_GIVEN RECORDS_
#####

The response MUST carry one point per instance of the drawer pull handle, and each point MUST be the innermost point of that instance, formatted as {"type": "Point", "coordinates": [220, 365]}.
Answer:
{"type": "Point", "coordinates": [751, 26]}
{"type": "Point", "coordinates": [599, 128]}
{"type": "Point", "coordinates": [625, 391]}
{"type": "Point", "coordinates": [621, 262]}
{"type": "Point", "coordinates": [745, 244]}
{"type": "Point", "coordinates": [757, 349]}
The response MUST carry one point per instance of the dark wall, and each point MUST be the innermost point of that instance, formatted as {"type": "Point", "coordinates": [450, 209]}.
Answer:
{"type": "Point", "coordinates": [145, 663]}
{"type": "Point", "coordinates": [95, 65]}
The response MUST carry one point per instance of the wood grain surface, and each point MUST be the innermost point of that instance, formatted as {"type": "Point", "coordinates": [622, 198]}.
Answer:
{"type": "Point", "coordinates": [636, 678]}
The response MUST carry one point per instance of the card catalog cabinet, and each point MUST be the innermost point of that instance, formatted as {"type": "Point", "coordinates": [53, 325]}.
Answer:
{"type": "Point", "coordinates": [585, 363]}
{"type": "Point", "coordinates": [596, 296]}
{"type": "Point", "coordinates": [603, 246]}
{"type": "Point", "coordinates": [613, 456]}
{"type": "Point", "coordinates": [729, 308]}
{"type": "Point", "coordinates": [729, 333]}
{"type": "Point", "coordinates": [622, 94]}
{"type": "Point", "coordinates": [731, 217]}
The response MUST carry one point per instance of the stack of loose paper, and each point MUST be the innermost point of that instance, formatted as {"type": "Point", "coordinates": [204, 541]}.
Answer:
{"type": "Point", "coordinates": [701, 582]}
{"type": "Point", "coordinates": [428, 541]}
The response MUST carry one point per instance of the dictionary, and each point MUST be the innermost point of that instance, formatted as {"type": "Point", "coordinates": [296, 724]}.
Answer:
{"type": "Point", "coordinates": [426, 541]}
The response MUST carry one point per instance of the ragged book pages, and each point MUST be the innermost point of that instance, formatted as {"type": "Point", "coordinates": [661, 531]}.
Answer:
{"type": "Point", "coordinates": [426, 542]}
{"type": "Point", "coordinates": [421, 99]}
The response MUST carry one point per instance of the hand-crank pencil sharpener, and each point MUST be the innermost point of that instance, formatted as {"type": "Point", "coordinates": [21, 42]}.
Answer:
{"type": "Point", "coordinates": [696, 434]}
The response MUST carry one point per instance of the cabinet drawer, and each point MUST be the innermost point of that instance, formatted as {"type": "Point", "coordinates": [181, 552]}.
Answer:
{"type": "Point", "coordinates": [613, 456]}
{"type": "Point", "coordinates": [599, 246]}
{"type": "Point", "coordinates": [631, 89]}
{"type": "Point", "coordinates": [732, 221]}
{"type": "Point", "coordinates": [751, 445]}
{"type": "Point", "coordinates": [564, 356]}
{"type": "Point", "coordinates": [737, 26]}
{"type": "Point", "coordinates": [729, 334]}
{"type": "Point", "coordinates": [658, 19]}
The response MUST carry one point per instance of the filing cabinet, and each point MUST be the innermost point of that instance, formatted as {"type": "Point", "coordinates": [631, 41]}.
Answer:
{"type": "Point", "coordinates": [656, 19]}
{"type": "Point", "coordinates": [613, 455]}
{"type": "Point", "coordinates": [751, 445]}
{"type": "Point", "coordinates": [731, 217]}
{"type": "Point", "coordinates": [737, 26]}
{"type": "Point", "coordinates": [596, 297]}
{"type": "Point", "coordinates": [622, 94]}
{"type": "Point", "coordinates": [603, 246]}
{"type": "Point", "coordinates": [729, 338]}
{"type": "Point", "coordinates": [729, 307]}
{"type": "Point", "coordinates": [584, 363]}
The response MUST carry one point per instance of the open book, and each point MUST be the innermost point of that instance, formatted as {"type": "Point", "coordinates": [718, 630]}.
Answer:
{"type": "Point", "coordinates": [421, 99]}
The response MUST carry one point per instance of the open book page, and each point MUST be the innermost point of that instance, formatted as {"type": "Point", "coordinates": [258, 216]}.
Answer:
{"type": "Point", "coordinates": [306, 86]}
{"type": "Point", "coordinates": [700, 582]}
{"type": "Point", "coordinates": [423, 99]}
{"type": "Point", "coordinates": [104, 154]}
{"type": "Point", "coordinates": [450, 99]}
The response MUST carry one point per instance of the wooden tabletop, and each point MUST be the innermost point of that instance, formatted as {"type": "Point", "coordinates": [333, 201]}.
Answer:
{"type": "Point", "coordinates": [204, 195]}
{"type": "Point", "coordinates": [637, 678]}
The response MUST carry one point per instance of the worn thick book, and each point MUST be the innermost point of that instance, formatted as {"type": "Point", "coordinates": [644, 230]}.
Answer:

#####

Filter the entries above down to the lines that contain "book".

_ANSWER TO THIS PROBLEM_
The response MUST carry one point per instance of the ragged book pages, and each point MUST be the innermost point of that instance, formatted as {"type": "Point", "coordinates": [661, 531]}.
The response MUST carry one point per instance of the open book, and each point MUST be the innermost point of that instance, formatted as {"type": "Point", "coordinates": [718, 630]}.
The response MUST carry one point per instance of the open book page, and each point MUST be the innermost point of that instance, formatted as {"type": "Point", "coordinates": [258, 216]}.
The response MUST carry one point per instance of the worn thick book, and each point MUST be the innermost point of that instance, formatted as {"type": "Point", "coordinates": [644, 230]}.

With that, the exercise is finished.